Cosa fare:
Per favore, disponi come tabella Markdown le righe dell'elenco dalla riga che contiene "Exercise. Point out the rock" fino alla fine dell'elenco, estremi inclusi, con le colonne "Numero" e "Testo" e senza le righe vuote.

Elementi archiviati di una raccolta
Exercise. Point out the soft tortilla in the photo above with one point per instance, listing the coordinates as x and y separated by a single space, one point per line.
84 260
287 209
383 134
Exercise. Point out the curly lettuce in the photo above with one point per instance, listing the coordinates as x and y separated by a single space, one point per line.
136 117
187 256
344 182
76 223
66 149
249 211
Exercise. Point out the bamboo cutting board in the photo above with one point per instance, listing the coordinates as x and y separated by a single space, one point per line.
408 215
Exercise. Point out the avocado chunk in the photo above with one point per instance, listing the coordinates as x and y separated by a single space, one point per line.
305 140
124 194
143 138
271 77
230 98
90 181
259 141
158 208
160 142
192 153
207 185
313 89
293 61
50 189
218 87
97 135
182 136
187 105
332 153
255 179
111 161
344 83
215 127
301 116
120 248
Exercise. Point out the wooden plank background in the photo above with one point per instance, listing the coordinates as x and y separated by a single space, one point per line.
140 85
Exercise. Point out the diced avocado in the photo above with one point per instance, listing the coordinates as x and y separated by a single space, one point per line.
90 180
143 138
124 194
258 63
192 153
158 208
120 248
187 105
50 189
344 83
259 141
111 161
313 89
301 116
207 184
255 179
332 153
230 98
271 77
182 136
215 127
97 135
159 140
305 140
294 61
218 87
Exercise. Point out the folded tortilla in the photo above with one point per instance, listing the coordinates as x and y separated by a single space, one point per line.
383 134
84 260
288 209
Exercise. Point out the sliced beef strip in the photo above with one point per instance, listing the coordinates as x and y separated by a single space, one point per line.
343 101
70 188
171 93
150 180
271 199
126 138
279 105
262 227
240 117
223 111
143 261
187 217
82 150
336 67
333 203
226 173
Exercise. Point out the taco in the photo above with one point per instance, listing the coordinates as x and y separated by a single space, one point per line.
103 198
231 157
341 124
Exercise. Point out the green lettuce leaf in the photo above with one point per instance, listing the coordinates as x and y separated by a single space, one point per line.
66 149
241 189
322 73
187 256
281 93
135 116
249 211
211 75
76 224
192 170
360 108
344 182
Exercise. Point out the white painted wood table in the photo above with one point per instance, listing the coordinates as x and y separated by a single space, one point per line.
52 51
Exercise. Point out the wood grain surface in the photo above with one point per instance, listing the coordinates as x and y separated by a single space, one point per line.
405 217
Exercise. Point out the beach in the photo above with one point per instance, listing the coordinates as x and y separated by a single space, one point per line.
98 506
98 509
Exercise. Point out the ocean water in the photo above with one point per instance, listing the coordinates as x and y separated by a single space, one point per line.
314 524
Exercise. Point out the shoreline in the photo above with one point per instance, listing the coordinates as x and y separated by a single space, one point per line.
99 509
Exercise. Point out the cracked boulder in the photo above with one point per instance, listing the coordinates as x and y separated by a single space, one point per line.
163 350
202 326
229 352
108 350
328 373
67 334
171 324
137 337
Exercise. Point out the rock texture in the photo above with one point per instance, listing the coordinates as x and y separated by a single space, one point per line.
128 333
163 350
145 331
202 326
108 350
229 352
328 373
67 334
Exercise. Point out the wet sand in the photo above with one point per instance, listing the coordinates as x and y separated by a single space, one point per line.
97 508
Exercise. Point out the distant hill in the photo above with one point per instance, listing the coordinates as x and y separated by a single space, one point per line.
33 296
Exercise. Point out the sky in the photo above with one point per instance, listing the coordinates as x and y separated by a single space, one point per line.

Risposta scritta:
| Numero | Testo |
|---|---|
| 1 | Exercise. Point out the rock texture in the photo above with one point per instance, listing the coordinates as x and y separated by a single space, one point per line. |
| 2 | 128 333 |
| 3 | 163 350 |
| 4 | 145 331 |
| 5 | 202 326 |
| 6 | 108 350 |
| 7 | 229 352 |
| 8 | 328 373 |
| 9 | 67 334 |
| 10 | Exercise. Point out the wet sand in the photo above with one point per instance, listing the coordinates as x and y separated by a single space, one point per line. |
| 11 | 97 508 |
| 12 | Exercise. Point out the distant hill in the photo above with one point per instance, listing the coordinates as x and y separated by a single space, one point per line. |
| 13 | 33 296 |
| 14 | Exercise. Point out the sky in the photo above with one point per instance, listing the coordinates as x and y separated by a single space, one point per line. |